WHAT NEEDS TO BE DONE: Tally the lines in the listing below that contain the string "trekking", counting only matches in the same case. Reply with the number alone.

Outline labeling records:
--------------------------------
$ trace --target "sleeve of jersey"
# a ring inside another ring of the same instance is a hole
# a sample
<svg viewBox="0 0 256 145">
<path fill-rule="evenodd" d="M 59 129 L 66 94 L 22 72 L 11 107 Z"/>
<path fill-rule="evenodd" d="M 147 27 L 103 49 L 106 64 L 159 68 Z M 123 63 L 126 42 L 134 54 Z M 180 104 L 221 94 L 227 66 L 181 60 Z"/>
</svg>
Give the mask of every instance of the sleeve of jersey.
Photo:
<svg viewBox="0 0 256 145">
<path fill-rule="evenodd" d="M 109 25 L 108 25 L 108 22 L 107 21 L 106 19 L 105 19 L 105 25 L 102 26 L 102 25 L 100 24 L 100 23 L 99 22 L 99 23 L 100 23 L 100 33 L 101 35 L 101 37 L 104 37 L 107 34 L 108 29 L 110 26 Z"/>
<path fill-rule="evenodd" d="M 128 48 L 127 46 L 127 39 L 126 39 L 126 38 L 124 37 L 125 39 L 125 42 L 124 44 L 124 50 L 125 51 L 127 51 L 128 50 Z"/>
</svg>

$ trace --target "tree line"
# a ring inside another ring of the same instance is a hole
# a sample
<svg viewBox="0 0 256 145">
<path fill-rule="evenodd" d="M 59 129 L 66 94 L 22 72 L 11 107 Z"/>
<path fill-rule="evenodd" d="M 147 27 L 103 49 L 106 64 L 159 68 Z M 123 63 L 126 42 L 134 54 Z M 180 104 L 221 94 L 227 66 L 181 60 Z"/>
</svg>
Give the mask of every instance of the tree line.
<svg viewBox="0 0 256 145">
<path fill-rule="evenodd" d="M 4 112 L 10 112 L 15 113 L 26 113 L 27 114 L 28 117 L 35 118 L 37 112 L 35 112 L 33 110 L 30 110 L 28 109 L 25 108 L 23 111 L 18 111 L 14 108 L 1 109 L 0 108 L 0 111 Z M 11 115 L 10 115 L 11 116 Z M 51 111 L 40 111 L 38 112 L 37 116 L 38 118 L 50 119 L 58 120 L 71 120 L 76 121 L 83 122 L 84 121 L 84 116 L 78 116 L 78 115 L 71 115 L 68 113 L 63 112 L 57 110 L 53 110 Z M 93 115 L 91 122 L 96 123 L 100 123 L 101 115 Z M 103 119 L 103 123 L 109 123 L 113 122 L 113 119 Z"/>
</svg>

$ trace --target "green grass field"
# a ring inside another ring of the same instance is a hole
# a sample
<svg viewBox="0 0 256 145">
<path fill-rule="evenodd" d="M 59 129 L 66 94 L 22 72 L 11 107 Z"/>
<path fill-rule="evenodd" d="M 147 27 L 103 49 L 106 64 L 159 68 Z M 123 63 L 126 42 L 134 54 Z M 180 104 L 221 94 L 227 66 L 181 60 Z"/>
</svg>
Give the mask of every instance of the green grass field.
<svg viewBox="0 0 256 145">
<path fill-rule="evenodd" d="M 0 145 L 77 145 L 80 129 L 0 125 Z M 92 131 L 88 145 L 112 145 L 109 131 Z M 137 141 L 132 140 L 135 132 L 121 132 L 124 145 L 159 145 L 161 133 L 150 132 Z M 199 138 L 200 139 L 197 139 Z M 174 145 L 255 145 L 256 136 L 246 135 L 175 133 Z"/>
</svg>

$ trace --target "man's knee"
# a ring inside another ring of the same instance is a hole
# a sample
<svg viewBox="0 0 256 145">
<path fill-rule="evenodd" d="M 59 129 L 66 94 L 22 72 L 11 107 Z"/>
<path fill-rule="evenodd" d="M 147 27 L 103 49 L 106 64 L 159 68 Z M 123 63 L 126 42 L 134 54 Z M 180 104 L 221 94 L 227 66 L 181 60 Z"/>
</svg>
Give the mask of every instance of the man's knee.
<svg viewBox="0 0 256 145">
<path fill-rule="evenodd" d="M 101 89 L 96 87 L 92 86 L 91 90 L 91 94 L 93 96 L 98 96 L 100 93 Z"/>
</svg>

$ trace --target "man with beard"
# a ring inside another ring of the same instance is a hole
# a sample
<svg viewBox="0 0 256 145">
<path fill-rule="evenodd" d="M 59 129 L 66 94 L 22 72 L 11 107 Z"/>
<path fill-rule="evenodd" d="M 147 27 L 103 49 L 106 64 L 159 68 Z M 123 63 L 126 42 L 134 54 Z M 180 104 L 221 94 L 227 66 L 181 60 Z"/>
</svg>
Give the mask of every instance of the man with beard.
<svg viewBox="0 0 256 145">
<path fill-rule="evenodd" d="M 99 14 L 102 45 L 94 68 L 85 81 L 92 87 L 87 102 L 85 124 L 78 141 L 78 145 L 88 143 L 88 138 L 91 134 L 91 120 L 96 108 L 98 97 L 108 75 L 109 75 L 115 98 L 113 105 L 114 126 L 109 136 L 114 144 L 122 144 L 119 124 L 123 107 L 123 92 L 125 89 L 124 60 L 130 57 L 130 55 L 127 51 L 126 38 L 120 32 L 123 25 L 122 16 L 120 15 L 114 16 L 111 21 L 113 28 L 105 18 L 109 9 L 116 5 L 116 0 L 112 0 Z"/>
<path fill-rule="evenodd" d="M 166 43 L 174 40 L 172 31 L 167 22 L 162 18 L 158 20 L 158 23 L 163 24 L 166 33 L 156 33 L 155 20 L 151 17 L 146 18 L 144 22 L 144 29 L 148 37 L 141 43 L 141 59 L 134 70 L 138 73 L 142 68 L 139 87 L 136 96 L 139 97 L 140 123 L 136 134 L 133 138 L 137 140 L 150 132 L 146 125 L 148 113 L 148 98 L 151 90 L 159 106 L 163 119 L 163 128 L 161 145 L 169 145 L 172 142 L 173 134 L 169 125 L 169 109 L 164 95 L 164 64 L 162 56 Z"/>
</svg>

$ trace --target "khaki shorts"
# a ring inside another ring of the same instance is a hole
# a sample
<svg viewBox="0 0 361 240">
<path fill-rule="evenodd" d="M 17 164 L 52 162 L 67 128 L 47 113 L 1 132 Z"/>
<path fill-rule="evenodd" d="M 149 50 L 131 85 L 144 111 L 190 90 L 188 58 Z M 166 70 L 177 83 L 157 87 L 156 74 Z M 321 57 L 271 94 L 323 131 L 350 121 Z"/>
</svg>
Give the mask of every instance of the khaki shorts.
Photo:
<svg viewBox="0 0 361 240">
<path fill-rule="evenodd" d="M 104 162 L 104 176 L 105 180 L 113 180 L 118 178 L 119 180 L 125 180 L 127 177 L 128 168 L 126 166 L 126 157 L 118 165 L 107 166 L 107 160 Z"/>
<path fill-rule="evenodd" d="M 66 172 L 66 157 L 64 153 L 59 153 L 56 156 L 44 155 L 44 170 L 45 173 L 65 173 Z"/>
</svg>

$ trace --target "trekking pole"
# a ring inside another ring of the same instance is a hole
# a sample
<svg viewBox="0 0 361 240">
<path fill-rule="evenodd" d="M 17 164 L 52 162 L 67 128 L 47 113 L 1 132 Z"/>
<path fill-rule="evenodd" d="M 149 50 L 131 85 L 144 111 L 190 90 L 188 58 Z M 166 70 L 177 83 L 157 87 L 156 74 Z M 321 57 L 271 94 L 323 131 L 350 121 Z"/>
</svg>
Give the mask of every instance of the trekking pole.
--------------------------------
RESULT: 2